Rewrite all the items below, replacing each "a great help" with "very helpful" and leaving everything else unchanged.
____________
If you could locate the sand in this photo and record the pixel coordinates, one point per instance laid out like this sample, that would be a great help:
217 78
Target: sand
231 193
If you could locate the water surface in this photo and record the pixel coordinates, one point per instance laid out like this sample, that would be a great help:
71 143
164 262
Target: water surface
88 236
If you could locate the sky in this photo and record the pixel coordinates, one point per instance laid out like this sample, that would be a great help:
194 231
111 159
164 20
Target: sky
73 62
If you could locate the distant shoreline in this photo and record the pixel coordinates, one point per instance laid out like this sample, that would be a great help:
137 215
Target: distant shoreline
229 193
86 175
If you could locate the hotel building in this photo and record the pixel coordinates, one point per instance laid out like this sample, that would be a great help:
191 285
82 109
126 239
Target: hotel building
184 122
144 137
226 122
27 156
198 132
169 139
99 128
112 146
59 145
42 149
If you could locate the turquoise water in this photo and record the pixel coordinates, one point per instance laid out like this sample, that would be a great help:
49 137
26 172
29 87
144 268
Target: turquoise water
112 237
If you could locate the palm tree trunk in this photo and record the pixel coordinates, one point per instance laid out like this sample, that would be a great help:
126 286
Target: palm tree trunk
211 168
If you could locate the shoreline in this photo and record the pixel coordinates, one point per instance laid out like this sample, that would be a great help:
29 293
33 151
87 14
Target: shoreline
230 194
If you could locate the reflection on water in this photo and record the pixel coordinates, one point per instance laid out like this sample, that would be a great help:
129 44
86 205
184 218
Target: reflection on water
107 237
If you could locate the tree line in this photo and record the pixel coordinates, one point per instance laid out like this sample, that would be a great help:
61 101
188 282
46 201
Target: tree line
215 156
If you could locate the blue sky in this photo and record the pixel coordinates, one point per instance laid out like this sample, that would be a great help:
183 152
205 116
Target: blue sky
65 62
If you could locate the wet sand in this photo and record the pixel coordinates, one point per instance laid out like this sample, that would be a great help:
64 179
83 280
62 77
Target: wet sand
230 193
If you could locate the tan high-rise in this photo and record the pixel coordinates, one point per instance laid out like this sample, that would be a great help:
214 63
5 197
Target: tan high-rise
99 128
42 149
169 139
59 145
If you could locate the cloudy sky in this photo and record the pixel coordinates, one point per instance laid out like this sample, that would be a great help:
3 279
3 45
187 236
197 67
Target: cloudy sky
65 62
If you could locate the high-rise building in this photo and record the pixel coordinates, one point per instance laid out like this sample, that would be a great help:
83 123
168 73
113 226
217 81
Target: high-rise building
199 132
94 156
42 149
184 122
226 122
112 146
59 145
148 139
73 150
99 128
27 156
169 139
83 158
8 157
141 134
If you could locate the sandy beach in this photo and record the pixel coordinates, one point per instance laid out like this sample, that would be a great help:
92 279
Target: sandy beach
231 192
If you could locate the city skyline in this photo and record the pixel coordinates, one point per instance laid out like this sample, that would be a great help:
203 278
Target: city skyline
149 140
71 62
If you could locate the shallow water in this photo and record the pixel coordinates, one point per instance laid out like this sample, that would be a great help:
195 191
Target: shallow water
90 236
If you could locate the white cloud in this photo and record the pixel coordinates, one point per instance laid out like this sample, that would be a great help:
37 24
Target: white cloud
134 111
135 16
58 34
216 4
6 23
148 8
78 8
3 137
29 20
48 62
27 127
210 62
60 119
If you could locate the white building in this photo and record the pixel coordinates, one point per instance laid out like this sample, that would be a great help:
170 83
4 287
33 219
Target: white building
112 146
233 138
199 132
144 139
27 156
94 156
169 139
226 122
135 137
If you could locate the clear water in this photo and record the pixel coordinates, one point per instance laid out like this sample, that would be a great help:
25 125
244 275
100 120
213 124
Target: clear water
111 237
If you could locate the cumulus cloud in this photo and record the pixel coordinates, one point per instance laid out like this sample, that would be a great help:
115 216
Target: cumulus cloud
____________
_Worked answer_
If you could locate the sand in this photo and record the pixel coordinates, one point per instance laid out like this sample, that would be very helpful:
217 78
Target: sand
231 193
If you could locate the water surface in this photo and record the pixel coordinates, one point per instance laid out like this sample, that would be very helpful:
71 143
164 262
Target: water surface
88 236
If you could locate the sky in this photo and record the pixel coordinates, one point per instance laid out like this sample, that would be very helpful:
194 231
111 159
164 20
Target: sky
73 62
If you could locate the distant shoreline in this photo and record the pixel coordinates, one point per instance laid out like this sample, that would be very helpful:
137 215
Target: distant shoreline
229 193
86 175
If you could locate the hotel building in this photo and record the pixel coordinates, one point per instance laid out like this sample, that would be very helpful:
191 285
82 109
126 239
Target: hotel building
184 122
144 137
226 122
27 156
198 132
169 139
99 128
112 146
59 145
42 149
If you could locate the turquoise water in this photo and record the pixel coordinates, one point per instance laid out like this sample, that would be very helpful:
49 137
26 172
29 87
144 268
Target: turquoise water
112 237
If you could locate the palm tree trunk in this photo and record the pixel coordinates, one point per instance laid out like this sample, that would be very helpful:
126 286
Target: palm tree trunk
211 168
If you could locate the shoreline in this photo and record the pixel coordinates, one point per instance laid out like this sample, that would be very helpful:
29 293
33 151
87 14
Target: shoreline
230 194
If you could locate the reflection on water in this photo and record the pixel coordinates, one point per instance laid out like this sample, that would be very helpful:
129 44
86 205
184 218
Target: reflection on water
107 237
If you could locate the tree line in this photo and record the pixel coordinates, one point per instance laid out like this sample, that would be very helpful:
61 101
188 282
46 201
Target: tree line
215 156
If you could locate the blue sky in this photo and record the pixel coordinates, one point per instance laid out like this sample, that would be very helpful:
183 152
205 116
Target: blue sky
65 62
If you could locate the wet sand in this photo and record the pixel coordinates, one point per instance laid out like this sample, that would be very helpful:
64 179
83 280
62 77
Target: wet sand
230 193
If you could locate the tan high-rise in this photo and record the pixel coordinates, one point per instance laid out like this sample, that would be very helpful:
214 63
5 197
Target: tan high-rise
99 128
42 149
169 139
59 145
If you could locate the cloudy sky in this photo and record the pixel coordinates, one point per instance laid out like this sample, that would be very helpful:
3 279
3 45
187 236
197 67
Target: cloudy sky
65 62
If you could locate the high-rise building in this photo and record the pixel coordinates, one point per instance laid out like this sample, that would be very helpful:
83 123
168 73
113 226
217 81
Target: high-rise building
199 132
94 156
42 149
184 122
226 122
112 146
59 145
148 139
73 150
99 128
27 156
169 139
83 158
8 157
141 134
If you could locate the sandy beach in this photo and record the pixel coordinates, one point per instance laid out like this sample, that would be very helpful:
92 279
Target: sandy beach
231 192
If you could locate the city skyline in this photo and record the pixel coordinates, one point per instance laid out like this sample, that would be very helpful:
203 278
Target: city skyline
149 140
71 62
If you could locate the shallow water in this photo and record the pixel coordinates, one point per instance laid out like this sample, that would be very helpful:
195 191
Target: shallow water
90 236
If you could locate the white cloud in this photo and record the pixel coordinates, one point per instance laid out like this sample, that would be very helpful:
37 24
Target: white cloud
134 111
135 16
58 34
216 4
6 23
148 8
78 8
3 137
29 20
48 62
27 127
210 62
60 119
If you could locate the white building in this photo and record the pixel coordinates, one point per instance laid out like this sample, that would be very helpful:
170 83
4 287
33 219
Target: white building
112 146
233 138
199 132
144 139
27 156
94 156
169 139
226 122
135 137
If you could locate the clear water in this photo and record the pixel coordinates, one point per instance laid out like this sample, that would be very helpful:
25 125
244 275
100 120
213 124
Target: clear water
111 237
If you could locate the cumulus cloud in this photo and record the pixel coordinates, one point per instance laid out like this sample, that would be very helpful:
115 216
Target: cumulus cloud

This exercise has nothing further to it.